[What you have to do]
Quote the line containing "man's neck, given" and all lines that follow it in the listing below, exactly as written.

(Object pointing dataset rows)
%%
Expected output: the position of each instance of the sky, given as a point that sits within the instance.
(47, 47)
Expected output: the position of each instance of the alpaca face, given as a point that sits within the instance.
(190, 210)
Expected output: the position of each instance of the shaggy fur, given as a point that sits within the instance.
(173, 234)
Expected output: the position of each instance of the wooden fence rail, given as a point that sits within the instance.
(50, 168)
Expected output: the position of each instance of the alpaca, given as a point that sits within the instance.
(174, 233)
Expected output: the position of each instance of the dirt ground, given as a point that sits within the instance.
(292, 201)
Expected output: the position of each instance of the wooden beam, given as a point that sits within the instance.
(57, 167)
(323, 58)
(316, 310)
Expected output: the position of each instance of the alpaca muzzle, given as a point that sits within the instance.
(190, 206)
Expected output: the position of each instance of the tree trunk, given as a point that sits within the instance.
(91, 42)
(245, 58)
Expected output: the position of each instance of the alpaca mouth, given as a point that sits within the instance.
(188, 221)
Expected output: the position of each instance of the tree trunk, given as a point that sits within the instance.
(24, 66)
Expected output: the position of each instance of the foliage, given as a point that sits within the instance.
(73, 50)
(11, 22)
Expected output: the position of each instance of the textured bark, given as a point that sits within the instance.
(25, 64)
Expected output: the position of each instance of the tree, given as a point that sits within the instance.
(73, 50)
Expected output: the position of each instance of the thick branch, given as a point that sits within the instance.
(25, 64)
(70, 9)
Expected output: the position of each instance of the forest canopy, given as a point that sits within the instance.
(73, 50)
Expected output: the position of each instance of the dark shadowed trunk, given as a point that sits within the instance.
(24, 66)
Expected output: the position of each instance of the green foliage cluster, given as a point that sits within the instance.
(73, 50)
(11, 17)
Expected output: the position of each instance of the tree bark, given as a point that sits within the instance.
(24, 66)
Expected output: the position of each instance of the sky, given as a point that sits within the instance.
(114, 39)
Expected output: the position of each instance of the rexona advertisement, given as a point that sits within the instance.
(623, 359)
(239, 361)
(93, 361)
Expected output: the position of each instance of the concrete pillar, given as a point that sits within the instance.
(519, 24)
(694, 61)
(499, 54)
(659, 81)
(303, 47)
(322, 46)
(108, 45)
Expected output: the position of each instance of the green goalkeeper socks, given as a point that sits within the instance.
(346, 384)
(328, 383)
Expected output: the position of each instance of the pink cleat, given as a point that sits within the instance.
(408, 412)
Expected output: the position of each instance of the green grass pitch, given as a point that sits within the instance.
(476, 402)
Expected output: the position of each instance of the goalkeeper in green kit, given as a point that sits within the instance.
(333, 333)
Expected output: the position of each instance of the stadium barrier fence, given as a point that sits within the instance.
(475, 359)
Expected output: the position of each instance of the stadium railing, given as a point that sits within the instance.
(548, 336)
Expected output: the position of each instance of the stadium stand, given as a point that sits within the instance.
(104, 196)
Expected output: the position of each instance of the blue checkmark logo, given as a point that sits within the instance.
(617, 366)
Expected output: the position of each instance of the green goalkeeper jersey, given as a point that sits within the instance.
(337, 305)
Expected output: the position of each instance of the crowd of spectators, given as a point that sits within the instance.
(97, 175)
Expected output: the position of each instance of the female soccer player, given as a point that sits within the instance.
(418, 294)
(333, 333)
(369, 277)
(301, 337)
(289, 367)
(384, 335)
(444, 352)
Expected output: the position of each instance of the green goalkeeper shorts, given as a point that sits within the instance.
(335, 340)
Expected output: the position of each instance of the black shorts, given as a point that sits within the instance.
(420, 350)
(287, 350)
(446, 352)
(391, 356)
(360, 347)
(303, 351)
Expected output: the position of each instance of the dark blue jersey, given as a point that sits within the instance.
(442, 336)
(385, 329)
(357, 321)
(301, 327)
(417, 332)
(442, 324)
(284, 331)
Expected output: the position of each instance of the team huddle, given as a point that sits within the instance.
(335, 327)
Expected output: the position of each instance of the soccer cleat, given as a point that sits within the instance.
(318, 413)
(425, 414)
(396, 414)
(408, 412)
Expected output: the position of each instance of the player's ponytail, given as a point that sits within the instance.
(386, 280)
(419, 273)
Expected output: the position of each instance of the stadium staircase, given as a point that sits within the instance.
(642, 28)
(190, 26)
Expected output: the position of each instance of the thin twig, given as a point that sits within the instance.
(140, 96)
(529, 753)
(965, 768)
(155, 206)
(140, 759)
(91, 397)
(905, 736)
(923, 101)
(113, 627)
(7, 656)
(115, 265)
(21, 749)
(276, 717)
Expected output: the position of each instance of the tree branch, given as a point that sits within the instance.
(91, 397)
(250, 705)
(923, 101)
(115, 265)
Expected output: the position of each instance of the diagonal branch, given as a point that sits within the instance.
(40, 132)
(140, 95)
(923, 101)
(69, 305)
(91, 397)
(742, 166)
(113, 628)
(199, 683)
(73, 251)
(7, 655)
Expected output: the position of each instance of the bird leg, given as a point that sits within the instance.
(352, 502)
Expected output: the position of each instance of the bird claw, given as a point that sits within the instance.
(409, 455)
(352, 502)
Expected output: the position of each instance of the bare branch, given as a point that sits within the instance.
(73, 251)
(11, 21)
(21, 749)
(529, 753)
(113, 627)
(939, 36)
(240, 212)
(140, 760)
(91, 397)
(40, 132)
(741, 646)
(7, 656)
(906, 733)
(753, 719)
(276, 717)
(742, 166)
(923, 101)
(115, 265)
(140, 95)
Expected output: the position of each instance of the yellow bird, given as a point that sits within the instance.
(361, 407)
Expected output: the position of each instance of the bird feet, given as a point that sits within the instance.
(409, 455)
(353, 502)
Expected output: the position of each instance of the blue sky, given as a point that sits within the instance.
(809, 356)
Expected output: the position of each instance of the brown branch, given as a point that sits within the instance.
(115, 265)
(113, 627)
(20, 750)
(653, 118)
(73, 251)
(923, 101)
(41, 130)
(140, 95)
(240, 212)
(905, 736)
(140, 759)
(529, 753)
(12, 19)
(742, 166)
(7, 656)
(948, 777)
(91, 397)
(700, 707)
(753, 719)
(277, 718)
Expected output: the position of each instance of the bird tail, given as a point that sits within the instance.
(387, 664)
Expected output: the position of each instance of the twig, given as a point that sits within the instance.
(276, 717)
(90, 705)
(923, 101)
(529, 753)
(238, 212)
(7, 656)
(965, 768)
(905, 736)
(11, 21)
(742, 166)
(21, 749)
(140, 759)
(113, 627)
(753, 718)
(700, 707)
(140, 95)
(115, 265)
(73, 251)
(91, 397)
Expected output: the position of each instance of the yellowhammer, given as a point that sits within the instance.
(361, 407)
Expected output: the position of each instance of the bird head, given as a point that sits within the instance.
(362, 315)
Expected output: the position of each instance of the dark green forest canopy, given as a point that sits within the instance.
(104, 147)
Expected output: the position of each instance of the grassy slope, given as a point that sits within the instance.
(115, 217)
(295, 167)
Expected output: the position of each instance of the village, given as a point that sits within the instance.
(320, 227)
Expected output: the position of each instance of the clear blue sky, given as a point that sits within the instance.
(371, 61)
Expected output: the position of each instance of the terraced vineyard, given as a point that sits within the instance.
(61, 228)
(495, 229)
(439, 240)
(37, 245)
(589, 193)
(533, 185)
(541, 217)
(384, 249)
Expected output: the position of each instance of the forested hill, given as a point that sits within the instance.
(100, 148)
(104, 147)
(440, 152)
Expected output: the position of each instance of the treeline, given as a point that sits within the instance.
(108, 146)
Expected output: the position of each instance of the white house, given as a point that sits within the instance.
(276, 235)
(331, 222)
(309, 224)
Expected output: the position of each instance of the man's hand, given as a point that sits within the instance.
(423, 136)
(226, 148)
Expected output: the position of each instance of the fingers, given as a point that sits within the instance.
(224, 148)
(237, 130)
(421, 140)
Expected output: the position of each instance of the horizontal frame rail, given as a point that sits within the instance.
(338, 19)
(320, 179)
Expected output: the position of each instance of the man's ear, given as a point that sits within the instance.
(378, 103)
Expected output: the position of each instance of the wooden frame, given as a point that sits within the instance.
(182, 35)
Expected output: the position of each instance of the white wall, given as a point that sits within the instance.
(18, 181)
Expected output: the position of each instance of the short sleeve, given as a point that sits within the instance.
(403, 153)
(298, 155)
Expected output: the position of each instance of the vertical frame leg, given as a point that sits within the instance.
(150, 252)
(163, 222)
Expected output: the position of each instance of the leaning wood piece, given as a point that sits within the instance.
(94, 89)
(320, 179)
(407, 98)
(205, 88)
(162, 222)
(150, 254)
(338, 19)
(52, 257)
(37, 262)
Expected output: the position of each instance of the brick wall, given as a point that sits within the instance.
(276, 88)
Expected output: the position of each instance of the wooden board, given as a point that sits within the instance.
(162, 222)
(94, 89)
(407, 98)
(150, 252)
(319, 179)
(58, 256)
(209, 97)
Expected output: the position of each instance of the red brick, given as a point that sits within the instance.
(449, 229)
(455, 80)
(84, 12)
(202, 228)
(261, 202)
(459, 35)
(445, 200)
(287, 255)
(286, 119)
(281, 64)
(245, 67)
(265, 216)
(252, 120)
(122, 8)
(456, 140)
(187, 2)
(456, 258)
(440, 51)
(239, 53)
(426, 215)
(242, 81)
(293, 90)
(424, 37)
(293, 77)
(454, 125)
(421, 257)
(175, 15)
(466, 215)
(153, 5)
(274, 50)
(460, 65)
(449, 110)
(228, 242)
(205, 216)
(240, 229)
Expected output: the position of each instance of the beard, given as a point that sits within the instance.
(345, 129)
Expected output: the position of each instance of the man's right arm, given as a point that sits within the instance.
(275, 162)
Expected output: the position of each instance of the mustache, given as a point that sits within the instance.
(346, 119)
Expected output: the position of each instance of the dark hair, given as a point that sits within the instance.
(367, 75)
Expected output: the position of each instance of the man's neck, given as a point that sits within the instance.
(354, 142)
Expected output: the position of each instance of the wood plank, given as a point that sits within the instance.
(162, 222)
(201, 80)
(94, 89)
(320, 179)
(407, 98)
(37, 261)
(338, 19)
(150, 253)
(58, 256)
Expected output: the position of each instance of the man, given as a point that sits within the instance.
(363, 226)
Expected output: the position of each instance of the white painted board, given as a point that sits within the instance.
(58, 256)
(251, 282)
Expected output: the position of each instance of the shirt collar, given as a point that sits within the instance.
%%
[Exercise solution]
Expected output: the position of each instance of the man's neck, given as a point that sits within the instance.
(354, 142)
Expected output: the position of each instance of the wood plank, given as a point that sits within the instance.
(162, 222)
(201, 80)
(94, 89)
(320, 179)
(407, 98)
(37, 261)
(338, 19)
(150, 253)
(58, 256)
Expected output: the position of each instance of the man, given as a point that sits within the instance.
(363, 226)
Expected output: the position of each instance of the white painted board, given as a point that sits within the instance.
(58, 256)
(251, 282)
Expected output: the position of each instance of the shirt collar, given as a point that sits within the instance.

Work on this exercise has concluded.